Problem requirements: Please restate, word for word, the lines below that begin at the one with "Target: short dark hair" and end at the one with "maroon jersey shown above.". Leave out all other lines.

Dataset items
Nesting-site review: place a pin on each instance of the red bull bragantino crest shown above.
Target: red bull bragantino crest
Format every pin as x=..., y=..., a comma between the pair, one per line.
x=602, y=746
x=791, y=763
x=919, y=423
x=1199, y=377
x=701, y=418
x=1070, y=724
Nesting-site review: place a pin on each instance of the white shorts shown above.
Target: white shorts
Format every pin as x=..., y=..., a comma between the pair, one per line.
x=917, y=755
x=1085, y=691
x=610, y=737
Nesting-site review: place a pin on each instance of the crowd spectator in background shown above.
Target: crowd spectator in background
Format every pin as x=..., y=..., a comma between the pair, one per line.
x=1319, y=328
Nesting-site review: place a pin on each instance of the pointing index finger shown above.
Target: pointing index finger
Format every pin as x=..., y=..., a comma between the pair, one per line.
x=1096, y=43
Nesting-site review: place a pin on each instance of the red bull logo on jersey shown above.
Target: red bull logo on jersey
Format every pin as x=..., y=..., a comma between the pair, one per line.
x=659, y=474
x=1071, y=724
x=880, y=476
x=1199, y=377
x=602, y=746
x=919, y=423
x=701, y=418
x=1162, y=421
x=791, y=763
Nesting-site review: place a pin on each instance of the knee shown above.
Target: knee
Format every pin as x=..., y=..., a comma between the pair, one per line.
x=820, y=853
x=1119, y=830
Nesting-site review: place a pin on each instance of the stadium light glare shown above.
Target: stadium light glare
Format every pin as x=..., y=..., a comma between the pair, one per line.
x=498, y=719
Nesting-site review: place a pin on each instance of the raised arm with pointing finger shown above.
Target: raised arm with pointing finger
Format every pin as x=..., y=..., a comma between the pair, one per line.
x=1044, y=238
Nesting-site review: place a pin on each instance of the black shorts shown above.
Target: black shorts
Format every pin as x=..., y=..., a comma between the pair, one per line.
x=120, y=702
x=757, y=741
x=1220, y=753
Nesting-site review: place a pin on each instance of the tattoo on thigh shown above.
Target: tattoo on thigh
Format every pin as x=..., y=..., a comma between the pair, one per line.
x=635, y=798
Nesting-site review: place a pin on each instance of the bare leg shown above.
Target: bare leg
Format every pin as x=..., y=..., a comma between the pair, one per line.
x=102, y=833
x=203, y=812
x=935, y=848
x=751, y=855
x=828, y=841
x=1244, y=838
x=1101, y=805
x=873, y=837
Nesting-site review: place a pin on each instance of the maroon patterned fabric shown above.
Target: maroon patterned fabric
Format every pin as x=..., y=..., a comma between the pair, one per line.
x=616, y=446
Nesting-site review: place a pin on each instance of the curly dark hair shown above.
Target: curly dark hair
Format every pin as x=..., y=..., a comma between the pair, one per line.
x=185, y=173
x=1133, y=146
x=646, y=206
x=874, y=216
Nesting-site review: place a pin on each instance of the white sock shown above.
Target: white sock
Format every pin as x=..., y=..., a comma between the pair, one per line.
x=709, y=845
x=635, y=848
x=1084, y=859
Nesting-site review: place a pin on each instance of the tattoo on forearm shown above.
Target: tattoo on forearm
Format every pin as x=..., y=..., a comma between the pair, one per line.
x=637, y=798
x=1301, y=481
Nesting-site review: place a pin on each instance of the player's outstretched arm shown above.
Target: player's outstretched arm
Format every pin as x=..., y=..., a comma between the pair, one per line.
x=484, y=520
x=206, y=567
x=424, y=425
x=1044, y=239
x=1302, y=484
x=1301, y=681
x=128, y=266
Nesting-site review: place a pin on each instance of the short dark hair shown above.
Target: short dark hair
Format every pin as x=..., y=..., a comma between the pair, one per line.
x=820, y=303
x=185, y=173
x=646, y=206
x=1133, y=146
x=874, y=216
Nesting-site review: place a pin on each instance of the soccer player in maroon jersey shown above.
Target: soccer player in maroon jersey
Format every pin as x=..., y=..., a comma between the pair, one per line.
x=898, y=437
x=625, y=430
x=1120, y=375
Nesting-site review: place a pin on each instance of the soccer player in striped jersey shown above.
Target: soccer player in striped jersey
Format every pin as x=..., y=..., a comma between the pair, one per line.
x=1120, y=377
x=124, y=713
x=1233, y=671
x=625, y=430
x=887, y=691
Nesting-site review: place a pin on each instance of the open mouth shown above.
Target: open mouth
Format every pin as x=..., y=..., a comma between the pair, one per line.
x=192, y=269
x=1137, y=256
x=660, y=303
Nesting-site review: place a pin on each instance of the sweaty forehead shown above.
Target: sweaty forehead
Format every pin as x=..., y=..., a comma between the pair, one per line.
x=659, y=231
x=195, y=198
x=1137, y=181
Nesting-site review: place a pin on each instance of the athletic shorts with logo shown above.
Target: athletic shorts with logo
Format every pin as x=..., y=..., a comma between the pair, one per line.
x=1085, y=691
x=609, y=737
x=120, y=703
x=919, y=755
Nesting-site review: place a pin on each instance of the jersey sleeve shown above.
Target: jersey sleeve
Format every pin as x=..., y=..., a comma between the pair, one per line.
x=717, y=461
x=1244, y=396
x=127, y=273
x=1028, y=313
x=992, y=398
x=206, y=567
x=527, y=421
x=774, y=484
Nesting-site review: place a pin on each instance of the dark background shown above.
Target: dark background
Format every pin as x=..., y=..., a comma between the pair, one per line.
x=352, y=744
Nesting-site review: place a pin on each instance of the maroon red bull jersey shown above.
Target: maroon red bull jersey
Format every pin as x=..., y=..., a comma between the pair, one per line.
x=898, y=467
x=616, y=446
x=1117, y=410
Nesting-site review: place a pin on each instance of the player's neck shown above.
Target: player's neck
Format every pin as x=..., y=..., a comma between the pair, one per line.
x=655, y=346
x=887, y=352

Reply:
Target: short dark hair
Format every pin as x=..., y=..., a comma between the pair, one per line.
x=820, y=303
x=185, y=173
x=646, y=206
x=1133, y=146
x=874, y=216
Nesting-site review: place a pin on each instance of the soccer player in maroon jersey shown above.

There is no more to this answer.